======== TEKS ========
Senin, 22 Juni 2015

Mencari Sosok Pemberani

Mencari Sosok Pemberani

Marwan Mas ;   Guru Besar Ilmu Hukum Universitas Bosowa 45, Makassar
MEDIA INDONESIA, 20 Juni 2015

                                                                                                                                                           
                                                                                                                                                           

KITA patut merespek kinerja Panitia Seleksi Calon Pimpinan Komisi Pemberantasan Korupsi (Pansel KPK). Bukan hanya karena semuanya dari perempuan yang memiliki keahlian beragam, melainkan juga aktif menjemput masukan dari berbagai kalangan. Publik berharap pendaftar calon pimpinan (capim) KPK tetap banyak dari tokoh dan ahli hukum yang mumpuni secara teori dan teknis hukum. Setelah KPK dilanda berbagai gelombang praperadilan, ada kesan kepercayaan publik mulai menurun karena dianggap KPK tidak profesional dalam menetapkan seseorang tersangka.
======== DATA YANG DISEDIAKAN ========
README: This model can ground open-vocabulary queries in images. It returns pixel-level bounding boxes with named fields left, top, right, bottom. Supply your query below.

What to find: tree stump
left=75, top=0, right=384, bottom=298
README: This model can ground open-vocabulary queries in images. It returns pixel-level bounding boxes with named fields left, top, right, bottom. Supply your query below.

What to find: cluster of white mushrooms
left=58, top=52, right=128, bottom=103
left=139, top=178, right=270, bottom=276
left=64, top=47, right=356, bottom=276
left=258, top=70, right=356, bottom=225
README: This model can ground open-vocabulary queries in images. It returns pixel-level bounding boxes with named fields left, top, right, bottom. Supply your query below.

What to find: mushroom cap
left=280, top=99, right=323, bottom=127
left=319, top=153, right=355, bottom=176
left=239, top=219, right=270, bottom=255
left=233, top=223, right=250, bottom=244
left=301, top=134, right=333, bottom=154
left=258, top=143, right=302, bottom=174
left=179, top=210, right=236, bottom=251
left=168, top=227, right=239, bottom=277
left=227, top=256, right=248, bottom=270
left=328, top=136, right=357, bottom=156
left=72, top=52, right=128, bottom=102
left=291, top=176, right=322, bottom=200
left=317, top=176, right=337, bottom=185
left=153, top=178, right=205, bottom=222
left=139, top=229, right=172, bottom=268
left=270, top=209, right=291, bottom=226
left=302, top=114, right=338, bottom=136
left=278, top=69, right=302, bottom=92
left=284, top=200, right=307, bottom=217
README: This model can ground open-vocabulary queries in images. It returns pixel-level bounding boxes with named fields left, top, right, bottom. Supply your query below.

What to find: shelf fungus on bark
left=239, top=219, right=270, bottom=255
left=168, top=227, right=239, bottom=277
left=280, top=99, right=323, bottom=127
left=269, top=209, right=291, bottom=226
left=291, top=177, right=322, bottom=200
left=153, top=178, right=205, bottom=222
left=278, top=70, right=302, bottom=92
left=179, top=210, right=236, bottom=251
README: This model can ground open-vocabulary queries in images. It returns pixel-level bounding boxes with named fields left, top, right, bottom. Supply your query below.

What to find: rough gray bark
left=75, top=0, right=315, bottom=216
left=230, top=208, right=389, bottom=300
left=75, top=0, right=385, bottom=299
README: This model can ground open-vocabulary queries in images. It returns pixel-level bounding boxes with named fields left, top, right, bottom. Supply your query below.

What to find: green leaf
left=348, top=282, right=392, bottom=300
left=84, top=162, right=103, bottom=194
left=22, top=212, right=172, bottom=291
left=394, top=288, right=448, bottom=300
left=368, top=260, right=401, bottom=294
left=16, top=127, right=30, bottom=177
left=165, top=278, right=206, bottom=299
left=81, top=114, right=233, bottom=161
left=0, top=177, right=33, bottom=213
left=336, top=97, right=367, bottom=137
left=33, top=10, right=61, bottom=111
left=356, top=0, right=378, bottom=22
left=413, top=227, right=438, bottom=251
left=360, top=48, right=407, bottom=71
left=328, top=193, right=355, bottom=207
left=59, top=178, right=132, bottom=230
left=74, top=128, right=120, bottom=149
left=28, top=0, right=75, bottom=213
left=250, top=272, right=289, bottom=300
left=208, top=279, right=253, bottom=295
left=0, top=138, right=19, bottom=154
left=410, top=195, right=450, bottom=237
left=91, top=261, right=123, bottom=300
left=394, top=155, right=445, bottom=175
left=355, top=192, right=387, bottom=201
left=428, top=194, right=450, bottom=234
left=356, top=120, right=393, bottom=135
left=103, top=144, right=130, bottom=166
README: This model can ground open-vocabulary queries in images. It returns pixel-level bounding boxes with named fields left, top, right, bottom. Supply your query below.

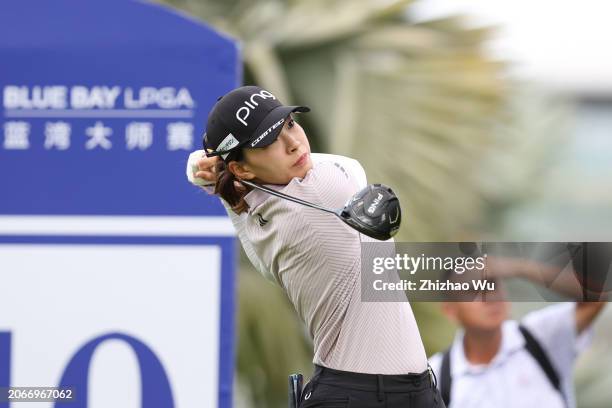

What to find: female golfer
left=187, top=86, right=443, bottom=408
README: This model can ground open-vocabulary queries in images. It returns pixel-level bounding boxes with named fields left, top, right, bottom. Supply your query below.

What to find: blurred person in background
left=430, top=252, right=608, bottom=408
left=187, top=86, right=444, bottom=408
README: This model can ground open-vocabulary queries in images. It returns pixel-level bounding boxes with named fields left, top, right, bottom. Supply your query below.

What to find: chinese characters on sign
left=0, top=85, right=195, bottom=151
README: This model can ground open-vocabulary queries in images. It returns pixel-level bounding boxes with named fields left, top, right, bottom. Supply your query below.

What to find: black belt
left=312, top=364, right=436, bottom=393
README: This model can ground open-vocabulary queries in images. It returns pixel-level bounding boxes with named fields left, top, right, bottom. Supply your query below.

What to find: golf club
left=240, top=180, right=401, bottom=241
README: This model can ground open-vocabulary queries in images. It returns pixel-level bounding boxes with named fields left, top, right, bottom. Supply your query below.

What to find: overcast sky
left=410, top=0, right=612, bottom=95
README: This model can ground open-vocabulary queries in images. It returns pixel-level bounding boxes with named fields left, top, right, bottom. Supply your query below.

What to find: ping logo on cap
left=236, top=89, right=276, bottom=126
left=217, top=133, right=239, bottom=159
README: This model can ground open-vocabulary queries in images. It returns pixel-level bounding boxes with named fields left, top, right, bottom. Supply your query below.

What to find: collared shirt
left=224, top=154, right=427, bottom=374
left=430, top=303, right=592, bottom=408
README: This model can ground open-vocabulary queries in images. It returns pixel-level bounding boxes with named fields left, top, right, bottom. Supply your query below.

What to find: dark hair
left=215, top=149, right=250, bottom=214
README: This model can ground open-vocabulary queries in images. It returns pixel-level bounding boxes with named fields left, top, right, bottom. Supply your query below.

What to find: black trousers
left=300, top=365, right=445, bottom=408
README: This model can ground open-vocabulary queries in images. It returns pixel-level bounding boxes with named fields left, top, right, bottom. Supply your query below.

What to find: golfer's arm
left=219, top=197, right=271, bottom=277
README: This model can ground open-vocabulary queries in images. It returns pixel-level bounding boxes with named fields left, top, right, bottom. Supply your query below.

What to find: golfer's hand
left=186, top=150, right=219, bottom=187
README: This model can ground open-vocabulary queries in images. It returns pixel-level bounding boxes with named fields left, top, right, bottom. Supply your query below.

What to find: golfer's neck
left=463, top=327, right=502, bottom=364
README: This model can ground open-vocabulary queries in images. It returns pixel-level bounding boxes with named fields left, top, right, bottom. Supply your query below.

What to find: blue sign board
left=0, top=0, right=241, bottom=408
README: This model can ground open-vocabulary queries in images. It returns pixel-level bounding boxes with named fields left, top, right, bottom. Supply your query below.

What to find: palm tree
left=157, top=0, right=564, bottom=407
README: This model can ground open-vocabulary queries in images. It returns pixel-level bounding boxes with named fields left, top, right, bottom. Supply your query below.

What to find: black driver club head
left=338, top=184, right=402, bottom=241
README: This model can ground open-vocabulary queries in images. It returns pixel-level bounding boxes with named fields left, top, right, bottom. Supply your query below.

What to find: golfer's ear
left=442, top=302, right=457, bottom=322
left=227, top=161, right=255, bottom=180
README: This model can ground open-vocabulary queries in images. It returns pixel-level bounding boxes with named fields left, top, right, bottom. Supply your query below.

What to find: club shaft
left=240, top=180, right=338, bottom=215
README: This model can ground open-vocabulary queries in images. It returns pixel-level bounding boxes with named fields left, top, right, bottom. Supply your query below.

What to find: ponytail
left=215, top=152, right=250, bottom=214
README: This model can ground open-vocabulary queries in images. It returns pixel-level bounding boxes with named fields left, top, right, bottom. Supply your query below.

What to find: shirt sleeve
left=311, top=153, right=368, bottom=188
left=196, top=153, right=367, bottom=281
left=429, top=353, right=443, bottom=388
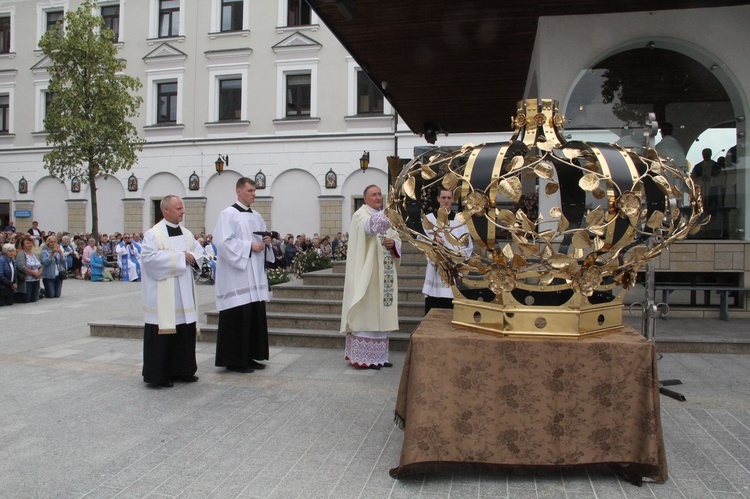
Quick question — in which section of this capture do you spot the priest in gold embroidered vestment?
[341,185,401,369]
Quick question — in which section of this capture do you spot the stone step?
[89,321,750,354]
[268,295,424,316]
[330,257,427,279]
[302,271,424,288]
[206,308,424,333]
[272,281,424,303]
[89,321,411,351]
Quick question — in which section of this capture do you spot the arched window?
[565,48,745,239]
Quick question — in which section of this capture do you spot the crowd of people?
[0,221,150,306]
[0,221,346,306]
[0,184,452,387]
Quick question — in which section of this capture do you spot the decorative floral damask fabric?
[391,309,667,482]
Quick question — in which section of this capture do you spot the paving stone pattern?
[0,280,750,499]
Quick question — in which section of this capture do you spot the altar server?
[214,177,275,373]
[141,195,203,387]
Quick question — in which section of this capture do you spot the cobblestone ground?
[0,280,750,499]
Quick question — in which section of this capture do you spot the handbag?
[57,262,68,281]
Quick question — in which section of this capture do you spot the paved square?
[0,280,750,499]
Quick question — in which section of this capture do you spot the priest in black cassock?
[214,177,275,373]
[141,195,203,387]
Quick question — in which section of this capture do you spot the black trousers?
[143,322,198,383]
[424,296,453,315]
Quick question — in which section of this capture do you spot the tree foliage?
[39,0,143,233]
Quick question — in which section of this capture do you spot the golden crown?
[388,99,708,338]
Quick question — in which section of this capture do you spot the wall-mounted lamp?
[214,154,229,175]
[359,151,370,173]
[188,171,201,191]
[326,168,338,189]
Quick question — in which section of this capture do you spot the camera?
[253,230,279,239]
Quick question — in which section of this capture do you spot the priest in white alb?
[141,195,203,387]
[341,185,401,369]
[214,177,275,373]
[422,189,474,315]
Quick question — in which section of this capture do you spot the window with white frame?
[0,94,10,133]
[101,4,120,42]
[156,81,177,124]
[277,0,320,30]
[218,76,242,121]
[44,9,65,33]
[357,69,385,114]
[220,0,245,31]
[0,15,11,54]
[158,0,180,38]
[285,73,312,118]
[286,0,312,26]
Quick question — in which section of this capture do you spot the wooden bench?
[654,284,750,321]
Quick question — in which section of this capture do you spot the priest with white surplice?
[340,185,401,369]
[422,189,474,315]
[141,195,203,387]
[214,177,276,373]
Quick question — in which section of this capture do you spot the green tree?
[39,0,144,237]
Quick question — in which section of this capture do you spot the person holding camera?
[214,177,278,373]
[115,234,141,282]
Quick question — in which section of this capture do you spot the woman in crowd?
[0,243,18,307]
[16,235,42,303]
[82,237,96,269]
[284,234,297,270]
[91,246,112,282]
[74,238,88,279]
[320,236,333,258]
[62,236,83,279]
[42,236,67,298]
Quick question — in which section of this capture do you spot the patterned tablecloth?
[391,309,667,483]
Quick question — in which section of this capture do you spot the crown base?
[452,299,623,339]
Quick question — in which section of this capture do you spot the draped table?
[390,309,667,483]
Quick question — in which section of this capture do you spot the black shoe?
[148,379,174,388]
[227,366,255,373]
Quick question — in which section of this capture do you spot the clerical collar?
[164,220,182,237]
[232,201,253,213]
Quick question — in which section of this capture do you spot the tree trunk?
[89,167,99,242]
========
TUGAS DAN LATIHAN:
1. Tampilkan setiap baris dalam daftar di atas yang memuat kata "priest". Perhatikan perbedaan huruf besar dan huruf kecil.
2. Teruskan artikel tentang seleksi calon pimpinan KPK di atas dari bagian tempat tulisan itu berhenti.

JAWABAN YANG DIHARAPKAN:
1.
Quick question — in which section of this capture do you spot the priest in gold embroidered vestment?
Quick question — in which section of this capture do you spot the priest in black cassock?
Quick question — in which section of this capture do you spot the priest in white alb?
Quick question — in which section of this capture do you spot the priest with white surplice?

2.
Pansel juga sudah menerima 17 kriteria khusus bagi capim KPK jilid keempat yang disampaikan pimpinan KPK (9/6). Setidaknya Pansel perlu memilih prioritas terpenting untuk mendukung pelaksanaan wewenang KPK yang begitu besar. Selain memiliki kompetensi di bidang teori dan teknis hukum, mereka punya kredibilitas tinggi, profesional, serta mampu bekerja sama untuk menerapkan pengambilan keputusan kolektif-kolegial. Keempat kriteria itu harus ditunjang satu sikap, yaitu `harus berani' karena yang menjadi sasaran tembak KPK ialah aparat penegak hukum serta penyelenggara negara yang selalu susah ditembus.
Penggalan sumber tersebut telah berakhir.